— STATED PROBLEM —
Set down, word for word, the part of the essay on eulogy virtues that opens with the words containing "For All the" and closes with "to live them.".

┌─ SELECTION

For All the Saints
The walls of the sanctuary in The Cathedral of Our Lady and the Angels in Los Angeles are lined with tapestries that portray saints from all races, times and places. (See Rev. 7:9.) Entering that space we walk with them and they walk with us in “sure and certain hope of resurrection.” (Photo Courtesy of Jim Harnish
Final Arrangements
My best friend and his wife were making their funeral and burial plans. He emailed to let me know he had named me to deliver the eulogy in his service. I wrote back that I had done the same thing with his name several years ago. It looks like we’re in a race to see who gets to do it!
My wife and I made our plans (and paid for them!) several years ago. It’s something I recommend, not only for obviously practical reasons, but because thinking about how we want to end our lives can help us think about how want to live them.
Eulogy Virtues vs Resume Virtues
In The Road to Character, David Brooks defined “resume virtues” as “the ones you list on your resume, the skills that you bring to the job market and that contribute to exernal success.” By contrast, “eulogy virtues” are “virtues that get talked about at your funeral, the ones that exist at the core of your being.“
The “resume” virtues are important, but they are ultimately temporal; “eulogy” virtues last forever. They point to the core values by which we live; the stuff that makes us who we are. The writer of the 119th Psalm was talking about “eulogy” virtues in declaring:
Lord, you are righteous, and your rules are right.Your word has been tried and tested; your servant loves your word!Your righteousness lasts forever! Stress and strain have caught up with me, but your commandments are my joy!Your laws are righteous forever. Help me understand so I can live! (Ps 119:137-144)

└─
┌─ DATA ENTRIES

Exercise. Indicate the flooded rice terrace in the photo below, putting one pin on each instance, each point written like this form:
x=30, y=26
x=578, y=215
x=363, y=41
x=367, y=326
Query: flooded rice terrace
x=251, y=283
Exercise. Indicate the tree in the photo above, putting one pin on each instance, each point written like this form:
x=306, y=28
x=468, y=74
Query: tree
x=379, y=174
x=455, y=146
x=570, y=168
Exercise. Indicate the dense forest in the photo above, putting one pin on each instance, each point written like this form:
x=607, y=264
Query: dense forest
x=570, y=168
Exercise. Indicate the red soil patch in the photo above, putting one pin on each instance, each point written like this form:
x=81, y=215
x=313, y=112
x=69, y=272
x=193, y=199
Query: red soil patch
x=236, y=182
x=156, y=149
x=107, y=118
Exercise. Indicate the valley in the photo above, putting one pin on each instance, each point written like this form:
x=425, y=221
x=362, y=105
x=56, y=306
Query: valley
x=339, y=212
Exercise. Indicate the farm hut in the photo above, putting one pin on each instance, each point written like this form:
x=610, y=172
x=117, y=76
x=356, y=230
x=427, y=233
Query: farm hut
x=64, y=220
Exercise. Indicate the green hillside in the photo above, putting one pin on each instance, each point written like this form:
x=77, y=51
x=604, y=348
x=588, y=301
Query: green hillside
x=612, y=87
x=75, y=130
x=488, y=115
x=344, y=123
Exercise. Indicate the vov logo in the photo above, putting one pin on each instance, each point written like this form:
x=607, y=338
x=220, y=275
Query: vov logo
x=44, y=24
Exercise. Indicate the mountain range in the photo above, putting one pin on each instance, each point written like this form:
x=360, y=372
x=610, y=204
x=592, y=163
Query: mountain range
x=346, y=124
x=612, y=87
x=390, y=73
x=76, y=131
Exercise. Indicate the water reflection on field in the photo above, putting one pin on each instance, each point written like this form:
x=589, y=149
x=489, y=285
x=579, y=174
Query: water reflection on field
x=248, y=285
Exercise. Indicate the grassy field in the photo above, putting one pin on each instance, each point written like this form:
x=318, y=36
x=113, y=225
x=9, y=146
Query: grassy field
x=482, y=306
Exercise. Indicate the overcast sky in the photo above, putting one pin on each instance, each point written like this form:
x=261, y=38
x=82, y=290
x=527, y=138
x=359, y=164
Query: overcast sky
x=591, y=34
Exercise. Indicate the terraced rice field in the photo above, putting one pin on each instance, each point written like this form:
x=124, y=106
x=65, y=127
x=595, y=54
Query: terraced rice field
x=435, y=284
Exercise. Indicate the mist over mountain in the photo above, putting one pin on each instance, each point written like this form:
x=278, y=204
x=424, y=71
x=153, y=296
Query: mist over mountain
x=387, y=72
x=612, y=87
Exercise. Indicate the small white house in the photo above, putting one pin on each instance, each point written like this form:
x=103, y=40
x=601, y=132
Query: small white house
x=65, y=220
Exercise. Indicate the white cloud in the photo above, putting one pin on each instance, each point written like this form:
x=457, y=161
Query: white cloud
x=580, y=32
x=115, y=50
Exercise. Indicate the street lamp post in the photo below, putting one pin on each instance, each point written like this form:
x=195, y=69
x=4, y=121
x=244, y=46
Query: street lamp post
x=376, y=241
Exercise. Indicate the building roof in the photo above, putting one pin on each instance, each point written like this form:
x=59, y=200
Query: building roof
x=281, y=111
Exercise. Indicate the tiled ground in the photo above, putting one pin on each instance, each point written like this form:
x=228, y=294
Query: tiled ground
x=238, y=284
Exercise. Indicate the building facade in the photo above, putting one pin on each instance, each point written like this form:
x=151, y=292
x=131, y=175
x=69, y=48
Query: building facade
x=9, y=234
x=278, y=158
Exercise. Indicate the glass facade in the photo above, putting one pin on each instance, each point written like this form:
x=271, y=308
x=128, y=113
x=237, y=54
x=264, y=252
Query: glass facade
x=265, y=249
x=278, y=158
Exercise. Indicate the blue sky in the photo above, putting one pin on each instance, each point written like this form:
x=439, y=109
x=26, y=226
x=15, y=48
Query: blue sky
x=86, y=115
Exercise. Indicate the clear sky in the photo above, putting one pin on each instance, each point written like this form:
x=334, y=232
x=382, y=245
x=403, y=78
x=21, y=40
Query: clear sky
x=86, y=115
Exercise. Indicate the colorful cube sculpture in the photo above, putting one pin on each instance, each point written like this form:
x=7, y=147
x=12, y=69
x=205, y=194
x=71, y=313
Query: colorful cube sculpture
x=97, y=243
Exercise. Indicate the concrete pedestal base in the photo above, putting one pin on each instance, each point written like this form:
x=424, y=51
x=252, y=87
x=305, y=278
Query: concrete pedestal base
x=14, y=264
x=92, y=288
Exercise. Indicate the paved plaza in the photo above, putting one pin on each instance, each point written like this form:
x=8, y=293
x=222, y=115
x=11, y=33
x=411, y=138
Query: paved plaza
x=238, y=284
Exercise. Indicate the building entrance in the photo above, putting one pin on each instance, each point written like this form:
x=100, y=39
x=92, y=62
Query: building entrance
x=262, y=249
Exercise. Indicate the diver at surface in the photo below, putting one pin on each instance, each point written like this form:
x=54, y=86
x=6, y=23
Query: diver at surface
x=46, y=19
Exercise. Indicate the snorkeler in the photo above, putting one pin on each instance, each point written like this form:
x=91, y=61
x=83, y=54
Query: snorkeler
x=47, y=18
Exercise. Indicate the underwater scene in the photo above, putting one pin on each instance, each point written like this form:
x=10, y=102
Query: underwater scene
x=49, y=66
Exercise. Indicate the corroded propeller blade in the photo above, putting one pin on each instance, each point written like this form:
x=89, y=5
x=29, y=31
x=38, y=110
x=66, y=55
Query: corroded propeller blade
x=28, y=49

└─

— FINISHED TASK —
For All the Saints
The walls of the sanctuary in The Cathedral of Our Lady and the Angels in Los Angeles are lined with tapestries that portray saints from all races, times and places. (See Rev. 7:9.) Entering that space we walk with them and they walk with us in “sure and certain hope of resurrection.” (Photo Courtesy of Jim Harnish
Final Arrangements
My best friend and his wife were making their funeral and burial plans. He emailed to let me know he had named me to deliver the eulogy in his service. I wrote back that I had done the same thing with his name several years ago. It looks like we’re in a race to see who gets to do it!
My wife and I made our plans (and paid for them!) several years ago. It’s something I recommend, not only for obviously practical reasons, but because thinking about how we want to end our lives can help us think about how want to live them.